Text segment >>
These items were manufactured by the following companies:

• AC & S
• Celotex
• Crown Cork & Seal
• Eager-Picher
• Fibreboard
• GAF
• Johns Manville
• Keene
• Nicolet
• Owens Corning
• Turner and Newall
• Unarco
• U.S. Gypsum

Fireproofing Materials

Fireproofing materials were the most logical place in which to find asbestos. After all, the “miracle mineral” was excellent at stopping fires due to its resistant properties and manufacturers believed these were the best products for consumers to purchase to keep fire at bay. These products included:

• Fire blankets
• Fire doors
• Asbestos curtains
• Weather coating
• Boiler coating
• Asbestos spray
• Insulation jacketing

Manufacturers of fireproofing items like the ones mentioned above included:

• Armstrong
• Kaiser
• Keene
• National Gypsum
• W.R. Grace
• United States Mineral
• Johns Manville

Refractory Products

Refractory products include those used for industrial incinerators, blast furnaces, kilns, and nuclear reactors. They are designed to withstand extremely high temperatures, especially of more than 1000 degrees. If manufactured correctly, they would maintain their strength and shape under the harshest of conditions. Refractory products include:

• Firebrick
• Marinite
• Refractory Cement
• Castables

Manufacturers of these heavy-duty refractory products included:

• A.P. Green
• Harbison-Walker
• GAF
• Combustion Engineering
• Babcock & Wilcox
• Harbison Walker
• Johns Manville
• Quigley

Textiles and Cloth

Today, the word textiles usually refers to fabric or paper, but it can also include a wealth of other products that once contained asbestos. That’s why textile mill workers are often near the top of the list when it comes to ranking those who were liable to be diagnosed with asbestos. Some individuals were even given protective clothing that – incidentally – may have protected them from heat but only added to their asbestos woes.

Natural-language object grounding data:
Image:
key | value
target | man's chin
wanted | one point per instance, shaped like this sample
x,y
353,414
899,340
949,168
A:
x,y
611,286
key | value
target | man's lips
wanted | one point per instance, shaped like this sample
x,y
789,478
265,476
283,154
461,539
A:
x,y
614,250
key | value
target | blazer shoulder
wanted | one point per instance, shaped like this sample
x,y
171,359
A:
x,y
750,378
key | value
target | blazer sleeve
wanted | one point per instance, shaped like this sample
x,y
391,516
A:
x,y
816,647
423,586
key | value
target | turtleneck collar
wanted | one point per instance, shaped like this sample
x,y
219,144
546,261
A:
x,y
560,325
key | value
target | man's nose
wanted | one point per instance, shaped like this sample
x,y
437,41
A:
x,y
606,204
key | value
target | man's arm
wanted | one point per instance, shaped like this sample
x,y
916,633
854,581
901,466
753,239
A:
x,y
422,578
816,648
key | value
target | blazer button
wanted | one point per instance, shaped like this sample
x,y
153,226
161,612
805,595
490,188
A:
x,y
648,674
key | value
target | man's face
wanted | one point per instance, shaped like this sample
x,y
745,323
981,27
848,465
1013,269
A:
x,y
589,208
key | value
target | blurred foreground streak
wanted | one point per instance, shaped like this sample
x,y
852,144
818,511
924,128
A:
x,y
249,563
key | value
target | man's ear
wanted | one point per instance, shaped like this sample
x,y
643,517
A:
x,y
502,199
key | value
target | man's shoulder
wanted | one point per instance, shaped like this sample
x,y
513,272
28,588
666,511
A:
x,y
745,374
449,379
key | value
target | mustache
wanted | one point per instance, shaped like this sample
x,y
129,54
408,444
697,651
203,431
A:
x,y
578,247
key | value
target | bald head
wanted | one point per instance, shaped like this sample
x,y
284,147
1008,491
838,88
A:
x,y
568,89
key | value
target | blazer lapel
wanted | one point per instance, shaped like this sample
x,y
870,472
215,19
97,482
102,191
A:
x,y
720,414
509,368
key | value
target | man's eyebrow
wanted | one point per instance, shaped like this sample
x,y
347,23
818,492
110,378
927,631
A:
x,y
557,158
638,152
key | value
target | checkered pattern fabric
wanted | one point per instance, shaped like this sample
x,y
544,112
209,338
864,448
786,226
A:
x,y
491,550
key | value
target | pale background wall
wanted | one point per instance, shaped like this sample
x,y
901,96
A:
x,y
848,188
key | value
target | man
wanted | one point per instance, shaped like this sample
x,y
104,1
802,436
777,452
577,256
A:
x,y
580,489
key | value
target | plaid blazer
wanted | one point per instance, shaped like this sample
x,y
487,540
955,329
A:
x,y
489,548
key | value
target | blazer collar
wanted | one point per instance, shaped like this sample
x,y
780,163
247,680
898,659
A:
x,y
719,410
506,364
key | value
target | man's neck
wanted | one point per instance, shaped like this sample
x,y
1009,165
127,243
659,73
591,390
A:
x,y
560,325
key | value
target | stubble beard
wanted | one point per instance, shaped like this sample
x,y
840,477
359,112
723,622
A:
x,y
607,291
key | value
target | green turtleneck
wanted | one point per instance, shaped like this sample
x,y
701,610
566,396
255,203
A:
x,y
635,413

List of tasks >>
[1] Answer the following questions using the asbestos products text.
(a) What temperature are refractory products especially designed to withstand?
(b) What name does the text give asbestos in quotation marks?
(c) Which workers are often near the top of the list of those liable to be diagnosed with asbestos?
[2] According to the asbestos products text, why were fireproofing materials the most logical place to find asbestos? Explain in one to three sentences.
[3] Reproduce the stretch from "Manufacturers of these" through "their asbestos woes." in the asbestos products text, renaming "protective clothing" as "protective garments".

Solutions for each task >>
[1]
(a) More than 1000 degrees.
(b) The "miracle mineral."
(c) Textile mill workers.

[2] Asbestos was excellent at stopping fires because of its resistant properties. Manufacturers therefore believed that fireproofing products containing it were the best ones for consumers to buy to keep fire at bay.

[3]
Manufacturers of these heavy-duty refractory products included:

• A.P. Green
• Harbison-Walker
• GAF
• Combustion Engineering
• Babcock & Wilcox
• Harbison Walker
• Johns Manville
• Quigley

Textiles and Cloth

Today, the word textiles usually refers to fabric or paper, but it can also include a wealth of other products that once contained asbestos. That’s why textile mill workers are often near the top of the list when it comes to ranking those who were liable to be diagnosed with asbestos. Some individuals were even given protective garments that – incidentally – may have protected them from heat but only added to their asbestos woes.